Copy out the data below, renaming "marker" to "point" wherever it occurs and leaving every other word unchanged.

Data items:
——

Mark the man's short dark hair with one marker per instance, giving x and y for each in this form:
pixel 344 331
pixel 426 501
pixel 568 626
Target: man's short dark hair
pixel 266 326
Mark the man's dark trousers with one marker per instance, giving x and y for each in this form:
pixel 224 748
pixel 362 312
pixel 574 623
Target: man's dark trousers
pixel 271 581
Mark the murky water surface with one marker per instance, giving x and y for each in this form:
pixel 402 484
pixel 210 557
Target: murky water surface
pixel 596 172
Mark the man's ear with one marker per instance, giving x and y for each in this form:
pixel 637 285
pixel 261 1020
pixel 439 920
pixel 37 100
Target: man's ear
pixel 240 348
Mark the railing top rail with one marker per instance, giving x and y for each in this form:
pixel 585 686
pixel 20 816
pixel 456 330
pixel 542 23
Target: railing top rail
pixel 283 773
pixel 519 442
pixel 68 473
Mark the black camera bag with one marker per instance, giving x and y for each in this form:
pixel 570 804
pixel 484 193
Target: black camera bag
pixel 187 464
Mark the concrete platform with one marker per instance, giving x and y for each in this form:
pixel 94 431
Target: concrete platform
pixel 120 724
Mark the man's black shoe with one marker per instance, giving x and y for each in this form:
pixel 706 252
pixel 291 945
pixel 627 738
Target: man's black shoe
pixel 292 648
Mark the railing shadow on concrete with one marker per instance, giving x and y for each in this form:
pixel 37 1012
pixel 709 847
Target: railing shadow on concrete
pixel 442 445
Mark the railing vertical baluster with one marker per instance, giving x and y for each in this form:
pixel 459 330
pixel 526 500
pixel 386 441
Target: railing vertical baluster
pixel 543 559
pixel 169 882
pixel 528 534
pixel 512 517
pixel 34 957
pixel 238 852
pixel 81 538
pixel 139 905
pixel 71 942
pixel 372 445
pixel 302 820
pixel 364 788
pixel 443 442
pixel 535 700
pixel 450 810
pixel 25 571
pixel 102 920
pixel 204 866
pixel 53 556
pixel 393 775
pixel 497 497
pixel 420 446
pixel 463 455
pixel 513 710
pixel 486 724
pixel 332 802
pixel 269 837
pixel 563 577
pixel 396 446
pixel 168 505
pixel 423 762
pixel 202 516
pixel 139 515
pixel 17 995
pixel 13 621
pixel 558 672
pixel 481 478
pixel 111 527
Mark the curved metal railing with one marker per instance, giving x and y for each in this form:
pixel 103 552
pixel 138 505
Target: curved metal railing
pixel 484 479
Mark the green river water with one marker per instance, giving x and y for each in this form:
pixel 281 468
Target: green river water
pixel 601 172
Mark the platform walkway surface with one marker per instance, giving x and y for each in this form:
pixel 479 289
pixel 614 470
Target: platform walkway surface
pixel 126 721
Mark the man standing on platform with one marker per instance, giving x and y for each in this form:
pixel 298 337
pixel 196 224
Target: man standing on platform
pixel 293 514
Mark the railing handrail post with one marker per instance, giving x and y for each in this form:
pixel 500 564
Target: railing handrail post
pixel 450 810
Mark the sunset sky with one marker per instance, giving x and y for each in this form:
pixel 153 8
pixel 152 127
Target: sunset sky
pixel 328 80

——

### Answer to this problem
Mark the man's short dark hair with one point per instance, giving x and y for each in this form:
pixel 344 331
pixel 426 501
pixel 568 626
Target: man's short dark hair
pixel 266 326
Mark the man's dark trousers with one point per instance, giving x and y for each in this form:
pixel 224 748
pixel 362 312
pixel 574 623
Target: man's dark trousers
pixel 271 581
Mark the murky water surface with one point per instance, giving x and y for each in this form:
pixel 402 484
pixel 210 557
Target: murky water surface
pixel 596 172
Mark the man's ear with one point per instance, giving x and y for each in this form:
pixel 637 285
pixel 261 1020
pixel 439 920
pixel 37 100
Target: man's ear
pixel 240 348
Mark the railing top rail with one point per instance, giving x and y for each in this form:
pixel 585 686
pixel 20 816
pixel 456 330
pixel 542 23
Target: railing top rail
pixel 283 773
pixel 519 442
pixel 68 473
Mark the black camera bag with one point per instance, giving x and y for each in this form:
pixel 570 804
pixel 484 193
Target: black camera bag
pixel 187 464
Mark the concrete platform with one point per instance, giving x and y for each in this form:
pixel 94 431
Target: concrete platform
pixel 120 724
Mark the man's black shoe with one point per instance, giving x and y for each in this form:
pixel 706 252
pixel 291 945
pixel 627 738
Target: man's black shoe
pixel 292 648
Mark the railing shadow on concrete with one point per instance, giving x and y for each in this form:
pixel 37 1012
pixel 709 847
Target: railing shadow on concrete
pixel 442 445
Mark the railing vertical baluster with one point per instance, giving x and y for each in this form:
pixel 459 330
pixel 526 500
pixel 386 441
Target: railing vertical baluster
pixel 543 559
pixel 169 882
pixel 528 534
pixel 512 517
pixel 34 957
pixel 238 852
pixel 81 538
pixel 139 905
pixel 71 942
pixel 372 445
pixel 302 820
pixel 364 788
pixel 443 442
pixel 535 700
pixel 450 810
pixel 25 571
pixel 102 920
pixel 204 866
pixel 53 556
pixel 393 775
pixel 497 497
pixel 420 446
pixel 463 455
pixel 513 710
pixel 486 724
pixel 332 802
pixel 269 837
pixel 563 577
pixel 396 446
pixel 168 505
pixel 423 762
pixel 202 516
pixel 139 515
pixel 17 995
pixel 13 621
pixel 558 672
pixel 481 478
pixel 111 527
Mark the curved metal railing with one point per instance, giving x and y for each in this form:
pixel 103 552
pixel 138 505
Target: curved metal railing
pixel 484 479
Mark the green river water with one point per instance, giving x and y for each in this form:
pixel 281 468
Target: green river water
pixel 601 172
Mark the platform walkway surface with one point per instance, giving x and y for each in this form:
pixel 479 289
pixel 614 470
Target: platform walkway surface
pixel 126 721
Mark the man standing on platform with one point per instance, giving x and y for each in this form:
pixel 298 337
pixel 196 224
Target: man standing on platform
pixel 293 514
Mark the railing handrail post with one point per instance, giving x and y for each in this form:
pixel 500 564
Target: railing handrail post
pixel 450 810
Mark the sunset sky with one point per instance, giving x and y for each in this form:
pixel 153 8
pixel 152 127
Target: sunset sky
pixel 328 80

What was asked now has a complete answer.